*** Opening Records shown ***
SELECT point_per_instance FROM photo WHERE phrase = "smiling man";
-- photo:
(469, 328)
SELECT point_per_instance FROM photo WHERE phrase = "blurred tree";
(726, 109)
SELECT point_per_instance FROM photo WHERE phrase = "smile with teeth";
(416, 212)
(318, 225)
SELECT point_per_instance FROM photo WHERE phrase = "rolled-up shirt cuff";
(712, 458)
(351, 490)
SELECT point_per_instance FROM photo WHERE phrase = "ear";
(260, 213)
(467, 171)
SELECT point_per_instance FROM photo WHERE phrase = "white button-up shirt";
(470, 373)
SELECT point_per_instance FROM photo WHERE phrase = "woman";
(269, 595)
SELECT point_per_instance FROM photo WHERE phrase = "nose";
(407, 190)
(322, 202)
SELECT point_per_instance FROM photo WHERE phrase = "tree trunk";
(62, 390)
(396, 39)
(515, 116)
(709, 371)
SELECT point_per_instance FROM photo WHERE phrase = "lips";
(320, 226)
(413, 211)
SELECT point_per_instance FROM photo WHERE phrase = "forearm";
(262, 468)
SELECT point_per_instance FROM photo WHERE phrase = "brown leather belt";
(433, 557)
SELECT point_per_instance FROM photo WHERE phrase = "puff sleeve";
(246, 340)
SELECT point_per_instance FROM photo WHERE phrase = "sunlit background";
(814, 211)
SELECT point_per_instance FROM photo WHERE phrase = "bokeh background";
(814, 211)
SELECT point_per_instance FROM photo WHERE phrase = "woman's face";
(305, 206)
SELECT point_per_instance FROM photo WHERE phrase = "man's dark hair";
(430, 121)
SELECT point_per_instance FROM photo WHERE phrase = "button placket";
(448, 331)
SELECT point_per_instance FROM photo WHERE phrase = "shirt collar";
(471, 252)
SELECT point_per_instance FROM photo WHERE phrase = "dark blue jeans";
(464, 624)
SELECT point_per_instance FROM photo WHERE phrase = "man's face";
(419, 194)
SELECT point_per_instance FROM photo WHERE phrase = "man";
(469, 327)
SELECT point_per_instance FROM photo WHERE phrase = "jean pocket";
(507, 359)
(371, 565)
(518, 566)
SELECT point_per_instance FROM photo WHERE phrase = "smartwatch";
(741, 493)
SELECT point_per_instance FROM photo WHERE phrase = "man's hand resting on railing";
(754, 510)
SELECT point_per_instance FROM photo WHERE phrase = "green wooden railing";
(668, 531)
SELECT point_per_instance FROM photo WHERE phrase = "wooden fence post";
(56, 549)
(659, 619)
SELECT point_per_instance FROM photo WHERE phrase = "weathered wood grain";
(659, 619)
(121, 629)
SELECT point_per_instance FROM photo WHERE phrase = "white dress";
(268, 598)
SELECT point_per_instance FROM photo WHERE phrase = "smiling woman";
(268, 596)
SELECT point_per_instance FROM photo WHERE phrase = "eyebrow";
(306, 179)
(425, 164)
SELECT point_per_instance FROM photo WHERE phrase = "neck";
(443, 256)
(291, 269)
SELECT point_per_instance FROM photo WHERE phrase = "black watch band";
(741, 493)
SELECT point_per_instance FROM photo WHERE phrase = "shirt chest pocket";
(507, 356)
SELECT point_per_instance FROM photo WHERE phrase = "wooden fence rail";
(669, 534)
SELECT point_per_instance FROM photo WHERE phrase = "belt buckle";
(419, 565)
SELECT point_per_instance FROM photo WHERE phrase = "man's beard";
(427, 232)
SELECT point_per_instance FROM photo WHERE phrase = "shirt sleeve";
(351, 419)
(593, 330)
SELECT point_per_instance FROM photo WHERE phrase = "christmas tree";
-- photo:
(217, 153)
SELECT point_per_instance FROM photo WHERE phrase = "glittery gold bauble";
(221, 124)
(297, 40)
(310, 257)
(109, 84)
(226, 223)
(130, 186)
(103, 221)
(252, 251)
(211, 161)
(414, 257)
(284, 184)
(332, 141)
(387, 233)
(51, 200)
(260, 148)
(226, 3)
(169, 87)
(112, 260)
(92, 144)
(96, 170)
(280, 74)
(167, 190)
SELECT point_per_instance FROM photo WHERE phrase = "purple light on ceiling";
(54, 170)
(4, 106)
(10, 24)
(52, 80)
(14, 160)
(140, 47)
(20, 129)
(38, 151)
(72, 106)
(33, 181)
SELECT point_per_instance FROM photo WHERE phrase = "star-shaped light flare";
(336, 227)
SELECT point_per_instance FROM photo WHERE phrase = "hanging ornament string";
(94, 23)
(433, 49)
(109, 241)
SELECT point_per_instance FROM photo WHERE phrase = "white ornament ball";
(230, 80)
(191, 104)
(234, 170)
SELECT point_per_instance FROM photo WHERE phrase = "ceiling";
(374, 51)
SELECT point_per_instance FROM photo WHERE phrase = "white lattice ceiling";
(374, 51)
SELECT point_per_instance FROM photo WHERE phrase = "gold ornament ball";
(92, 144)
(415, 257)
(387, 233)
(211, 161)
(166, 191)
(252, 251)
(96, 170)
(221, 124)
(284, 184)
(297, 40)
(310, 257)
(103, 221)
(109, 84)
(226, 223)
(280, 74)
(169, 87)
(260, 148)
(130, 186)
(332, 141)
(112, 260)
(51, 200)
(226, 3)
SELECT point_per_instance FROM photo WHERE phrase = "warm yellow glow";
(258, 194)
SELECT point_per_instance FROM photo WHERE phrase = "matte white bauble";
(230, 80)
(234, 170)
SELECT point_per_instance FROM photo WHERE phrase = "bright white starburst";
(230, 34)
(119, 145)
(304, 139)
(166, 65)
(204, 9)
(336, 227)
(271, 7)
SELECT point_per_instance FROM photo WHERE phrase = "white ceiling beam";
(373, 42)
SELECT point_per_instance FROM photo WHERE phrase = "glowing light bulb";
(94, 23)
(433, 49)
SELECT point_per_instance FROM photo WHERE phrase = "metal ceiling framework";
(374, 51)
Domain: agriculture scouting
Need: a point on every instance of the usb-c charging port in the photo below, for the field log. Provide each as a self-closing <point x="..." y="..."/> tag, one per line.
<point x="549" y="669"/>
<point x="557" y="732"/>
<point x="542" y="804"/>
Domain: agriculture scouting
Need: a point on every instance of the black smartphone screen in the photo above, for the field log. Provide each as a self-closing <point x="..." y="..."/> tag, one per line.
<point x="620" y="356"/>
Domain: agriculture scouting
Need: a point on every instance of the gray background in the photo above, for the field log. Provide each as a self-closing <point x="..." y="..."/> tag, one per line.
*** Closing Records shown ***
- Exercise aim: Starting at the first entry and ending at the last, reproduce each one exactly.

- Solution for this exercise:
SELECT point_per_instance FROM photo WHERE phrase = "smiling man";
-- photo:
(469, 328)
SELECT point_per_instance FROM photo WHERE phrase = "blurred tree";
(726, 109)
SELECT point_per_instance FROM photo WHERE phrase = "smile with teeth";
(416, 212)
(318, 225)
SELECT point_per_instance FROM photo WHERE phrase = "rolled-up shirt cuff";
(712, 458)
(351, 490)
SELECT point_per_instance FROM photo WHERE phrase = "ear";
(260, 213)
(467, 171)
SELECT point_per_instance FROM photo WHERE phrase = "white button-up shirt";
(470, 373)
SELECT point_per_instance FROM photo WHERE phrase = "woman";
(269, 595)
SELECT point_per_instance FROM photo WHERE phrase = "nose";
(407, 190)
(322, 202)
SELECT point_per_instance FROM photo WHERE phrase = "tree trunk";
(62, 390)
(396, 39)
(515, 116)
(709, 371)
SELECT point_per_instance FROM photo WHERE phrase = "lips";
(320, 226)
(413, 211)
SELECT point_per_instance FROM photo WHERE phrase = "forearm";
(262, 468)
SELECT point_per_instance FROM photo WHERE phrase = "brown leather belt";
(433, 557)
SELECT point_per_instance FROM photo WHERE phrase = "puff sleeve";
(246, 340)
SELECT point_per_instance FROM photo WHERE phrase = "sunlit background";
(814, 211)
SELECT point_per_instance FROM photo WHERE phrase = "bokeh background";
(814, 211)
SELECT point_per_instance FROM photo WHERE phrase = "woman's face";
(305, 206)
SELECT point_per_instance FROM photo WHERE phrase = "man's dark hair";
(430, 121)
SELECT point_per_instance FROM photo WHERE phrase = "button placket";
(448, 331)
SELECT point_per_instance FROM photo WHERE phrase = "shirt collar";
(471, 252)
SELECT point_per_instance FROM photo WHERE phrase = "dark blue jeans";
(464, 624)
SELECT point_per_instance FROM photo WHERE phrase = "man's face";
(419, 194)
SELECT point_per_instance FROM photo WHERE phrase = "man";
(469, 327)
SELECT point_per_instance FROM photo WHERE phrase = "jean pocket";
(507, 359)
(371, 565)
(518, 566)
SELECT point_per_instance FROM photo WHERE phrase = "smartwatch";
(741, 493)
SELECT point_per_instance FROM photo WHERE phrase = "man's hand resting on railing";
(754, 510)
SELECT point_per_instance FROM photo WHERE phrase = "green wooden railing";
(668, 531)
SELECT point_per_instance FROM photo WHERE phrase = "wooden fence post";
(56, 549)
(659, 619)
SELECT point_per_instance FROM photo WHERE phrase = "weathered wood grain";
(659, 619)
(121, 629)
SELECT point_per_instance FROM photo WHERE phrase = "white dress";
(268, 598)
SELECT point_per_instance FROM photo WHERE phrase = "smiling woman";
(268, 596)
SELECT point_per_instance FROM photo WHERE phrase = "eyebrow";
(306, 179)
(425, 164)
SELECT point_per_instance FROM photo WHERE phrase = "neck";
(443, 256)
(291, 269)
SELECT point_per_instance FROM photo WHERE phrase = "black watch band";
(741, 493)
SELECT point_per_instance FROM photo WHERE phrase = "shirt chest pocket";
(507, 356)
SELECT point_per_instance FROM photo WHERE phrase = "wooden fence rail";
(669, 534)
SELECT point_per_instance FROM photo WHERE phrase = "belt buckle";
(419, 565)
SELECT point_per_instance FROM photo WHERE phrase = "man's beard";
(427, 232)
SELECT point_per_instance FROM photo WHERE phrase = "shirt sleeve";
(351, 419)
(593, 330)
SELECT point_per_instance FROM photo WHERE phrase = "christmas tree";
-- photo:
(217, 153)
SELECT point_per_instance FROM photo WHERE phrase = "glittery gold bauble";
(221, 124)
(297, 40)
(310, 257)
(109, 84)
(226, 223)
(130, 186)
(103, 221)
(252, 251)
(211, 161)
(414, 257)
(284, 184)
(332, 141)
(387, 233)
(51, 200)
(260, 148)
(226, 3)
(169, 87)
(112, 260)
(92, 144)
(96, 170)
(280, 74)
(167, 190)
SELECT point_per_instance FROM photo WHERE phrase = "purple light on ceiling";
(54, 170)
(4, 106)
(10, 24)
(52, 80)
(14, 160)
(140, 47)
(20, 129)
(38, 151)
(72, 106)
(33, 181)
SELECT point_per_instance FROM photo WHERE phrase = "star-shaped light flare";
(336, 227)
SELECT point_per_instance FROM photo WHERE phrase = "hanging ornament string";
(94, 23)
(433, 49)
(109, 241)
SELECT point_per_instance FROM photo WHERE phrase = "white ornament ball";
(230, 80)
(191, 104)
(234, 170)
SELECT point_per_instance FROM photo WHERE phrase = "ceiling";
(374, 51)
SELECT point_per_instance FROM photo WHERE phrase = "white lattice ceiling";
(374, 51)
SELECT point_per_instance FROM photo WHERE phrase = "gold ornament ball";
(92, 144)
(415, 257)
(387, 233)
(211, 161)
(166, 191)
(252, 251)
(96, 170)
(221, 124)
(284, 184)
(297, 40)
(310, 257)
(103, 221)
(109, 84)
(226, 223)
(280, 74)
(169, 87)
(260, 148)
(130, 186)
(332, 141)
(112, 260)
(51, 200)
(226, 3)
SELECT point_per_instance FROM photo WHERE phrase = "warm yellow glow";
(258, 194)
SELECT point_per_instance FROM photo WHERE phrase = "matte white bauble";
(230, 80)
(234, 170)
SELECT point_per_instance FROM photo WHERE phrase = "bright white starburst";
(230, 34)
(119, 145)
(304, 139)
(166, 65)
(204, 9)
(336, 227)
(271, 7)
SELECT point_per_instance FROM photo WHERE phrase = "white ceiling beam";
(373, 42)
SELECT point_per_instance FROM photo WHERE phrase = "glowing light bulb";
(94, 23)
(433, 49)
SELECT point_per_instance FROM photo WHERE phrase = "metal ceiling framework";
(374, 51)
Domain: agriculture scouting
Need: a point on every instance of the usb-c charging port in the photo below, for the field log. Provide each as a self-closing <point x="..." y="..."/> tag, one per line.
<point x="549" y="669"/>
<point x="557" y="732"/>
<point x="542" y="804"/>
Domain: agriculture scouting
Need: a point on every instance of the black smartphone screen in the photo above, for the field log. Provide each as a self-closing <point x="..." y="..."/> tag, one per line.
<point x="620" y="356"/>
Domain: agriculture scouting
Need: a point on every instance of the gray background in the photo above, for the field log. Provide each as a self-closing <point x="..." y="..."/> tag, one per line.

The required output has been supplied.